**Work task**
Retype the following records exactly and exclude the pictures.

**Working data**
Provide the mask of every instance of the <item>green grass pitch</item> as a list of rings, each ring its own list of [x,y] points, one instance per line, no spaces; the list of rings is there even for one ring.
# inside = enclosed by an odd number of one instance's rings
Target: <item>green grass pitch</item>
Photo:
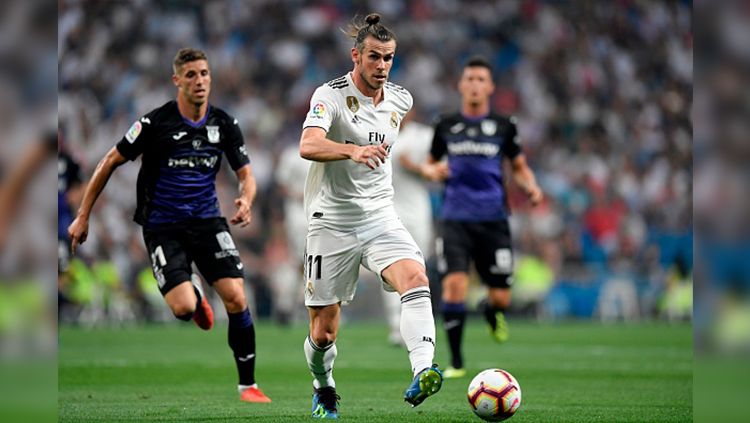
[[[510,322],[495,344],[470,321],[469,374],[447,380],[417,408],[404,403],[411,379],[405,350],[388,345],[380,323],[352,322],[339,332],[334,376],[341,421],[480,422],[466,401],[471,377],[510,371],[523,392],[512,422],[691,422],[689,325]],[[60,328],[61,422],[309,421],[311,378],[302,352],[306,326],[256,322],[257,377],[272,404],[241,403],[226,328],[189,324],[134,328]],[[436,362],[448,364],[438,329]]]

**Answer**
Provide the mask of every instance of the <item>green grass pitch</item> as a list of rings, each ring its own list of [x,y] points, one instance per line, no spaces; the list of rings is there even for one ring.
# inside = enclosed by an odd number of one instance's rings
Target: <item>green grass pitch</item>
Photo:
[[[510,322],[495,344],[470,321],[469,374],[447,380],[417,408],[404,403],[411,379],[405,350],[388,345],[380,323],[352,322],[339,332],[334,376],[341,421],[480,422],[466,401],[471,377],[510,371],[523,392],[512,422],[691,422],[689,325]],[[60,328],[61,422],[309,421],[311,378],[302,352],[306,326],[256,322],[257,377],[272,404],[241,403],[226,328],[189,324],[134,328]],[[436,362],[448,364],[438,329]]]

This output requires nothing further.